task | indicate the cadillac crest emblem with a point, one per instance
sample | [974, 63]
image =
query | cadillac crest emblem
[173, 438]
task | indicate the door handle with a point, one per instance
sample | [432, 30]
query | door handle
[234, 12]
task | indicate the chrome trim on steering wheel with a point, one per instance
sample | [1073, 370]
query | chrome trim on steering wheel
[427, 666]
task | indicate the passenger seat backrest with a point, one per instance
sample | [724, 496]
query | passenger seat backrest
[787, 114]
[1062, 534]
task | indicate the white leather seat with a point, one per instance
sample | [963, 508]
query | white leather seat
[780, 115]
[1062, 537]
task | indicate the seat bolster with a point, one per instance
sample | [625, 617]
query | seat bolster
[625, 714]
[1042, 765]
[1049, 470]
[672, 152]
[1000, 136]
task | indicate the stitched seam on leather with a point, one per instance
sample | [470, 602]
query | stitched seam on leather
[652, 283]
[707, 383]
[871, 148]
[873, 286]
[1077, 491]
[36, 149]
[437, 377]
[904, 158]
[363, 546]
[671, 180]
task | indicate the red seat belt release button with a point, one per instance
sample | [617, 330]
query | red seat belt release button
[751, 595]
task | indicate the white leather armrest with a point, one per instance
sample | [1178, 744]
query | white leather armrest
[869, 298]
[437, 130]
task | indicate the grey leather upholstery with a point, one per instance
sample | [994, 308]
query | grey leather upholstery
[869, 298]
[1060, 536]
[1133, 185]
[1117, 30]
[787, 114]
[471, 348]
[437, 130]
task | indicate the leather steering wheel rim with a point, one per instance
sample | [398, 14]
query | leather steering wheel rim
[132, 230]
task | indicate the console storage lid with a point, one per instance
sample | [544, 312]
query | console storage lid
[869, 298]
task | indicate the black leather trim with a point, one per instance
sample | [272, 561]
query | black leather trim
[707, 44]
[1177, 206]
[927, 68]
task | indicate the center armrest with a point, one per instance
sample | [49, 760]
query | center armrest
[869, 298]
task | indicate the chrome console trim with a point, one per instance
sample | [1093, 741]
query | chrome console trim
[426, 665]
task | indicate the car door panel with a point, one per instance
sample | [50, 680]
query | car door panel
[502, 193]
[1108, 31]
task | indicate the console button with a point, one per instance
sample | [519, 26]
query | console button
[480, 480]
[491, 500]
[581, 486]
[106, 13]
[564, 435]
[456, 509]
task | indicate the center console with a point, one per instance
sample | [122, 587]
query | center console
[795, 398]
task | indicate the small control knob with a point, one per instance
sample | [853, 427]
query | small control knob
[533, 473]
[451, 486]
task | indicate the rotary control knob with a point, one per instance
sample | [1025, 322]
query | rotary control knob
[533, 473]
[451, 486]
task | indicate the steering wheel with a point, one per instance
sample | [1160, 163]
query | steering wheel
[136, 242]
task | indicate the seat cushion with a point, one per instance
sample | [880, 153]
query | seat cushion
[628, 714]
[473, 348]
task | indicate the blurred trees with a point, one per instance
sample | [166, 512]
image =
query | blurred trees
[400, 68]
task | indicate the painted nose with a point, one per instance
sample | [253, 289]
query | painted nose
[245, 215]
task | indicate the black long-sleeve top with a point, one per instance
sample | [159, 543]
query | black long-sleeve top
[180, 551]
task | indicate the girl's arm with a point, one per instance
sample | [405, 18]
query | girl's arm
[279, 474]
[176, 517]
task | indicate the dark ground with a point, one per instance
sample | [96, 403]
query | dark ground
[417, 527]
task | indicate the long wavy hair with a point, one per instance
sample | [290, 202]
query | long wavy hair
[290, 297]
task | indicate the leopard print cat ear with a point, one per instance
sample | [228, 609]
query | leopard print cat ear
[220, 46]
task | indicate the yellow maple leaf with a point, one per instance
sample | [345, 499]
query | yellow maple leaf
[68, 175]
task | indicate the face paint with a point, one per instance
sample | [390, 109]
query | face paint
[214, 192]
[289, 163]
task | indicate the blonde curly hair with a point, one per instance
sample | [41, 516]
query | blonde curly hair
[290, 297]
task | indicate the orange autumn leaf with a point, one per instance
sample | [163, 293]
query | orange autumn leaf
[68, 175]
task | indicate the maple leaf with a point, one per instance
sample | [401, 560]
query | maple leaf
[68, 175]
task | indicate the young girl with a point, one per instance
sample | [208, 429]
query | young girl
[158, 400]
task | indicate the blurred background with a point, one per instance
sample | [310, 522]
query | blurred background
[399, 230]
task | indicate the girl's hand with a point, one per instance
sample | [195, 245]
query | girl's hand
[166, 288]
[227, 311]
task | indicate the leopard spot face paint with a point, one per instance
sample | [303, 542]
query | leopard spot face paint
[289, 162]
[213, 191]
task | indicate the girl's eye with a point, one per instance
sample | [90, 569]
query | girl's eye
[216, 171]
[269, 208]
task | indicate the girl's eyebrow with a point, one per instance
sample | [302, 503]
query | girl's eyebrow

━━━━━━━━━━━━━━━━━━━━

Print exactly the lines from the one with "task | indicate the leopard print" through the end of the data, inclusive.

task | indicate the leopard print cat ear with a point, one per instance
sample | [228, 609]
query | leopard print cat ear
[220, 46]
task | indicate the yellow maple leaf with a point, one per instance
sample | [345, 499]
query | yellow maple leaf
[68, 175]
task | indicate the face paint with a point, one per instance
sample | [390, 109]
query | face paint
[214, 192]
[289, 163]
task | indicate the blonde curly hair with a point, one per instance
sample | [41, 516]
query | blonde curly hair
[290, 297]
task | indicate the orange autumn leaf with a point, one per instance
sample | [163, 293]
query | orange autumn leaf
[68, 175]
task | indicate the maple leaf with a point, one per instance
sample | [401, 560]
query | maple leaf
[68, 175]
task | indicate the young girl with a point, one per instance
sample | [208, 429]
query | young girl
[158, 400]
task | indicate the blurred background with a point, one per instance
sample | [310, 522]
query | blurred background
[399, 230]
task | indicate the girl's hand with a point, one per instance
sample | [195, 245]
query | girl's hand
[166, 288]
[227, 311]
task | indicate the leopard spot face paint with a point, one per instance
sample | [303, 542]
query | leopard spot face paint
[289, 162]
[213, 191]
task | indicate the girl's eye with a point, one per instance
sample | [90, 569]
query | girl's eye
[216, 171]
[269, 208]
task | indicate the girl's eyebrow with a point, one per instance
sample | [302, 503]
query | girl's eyebrow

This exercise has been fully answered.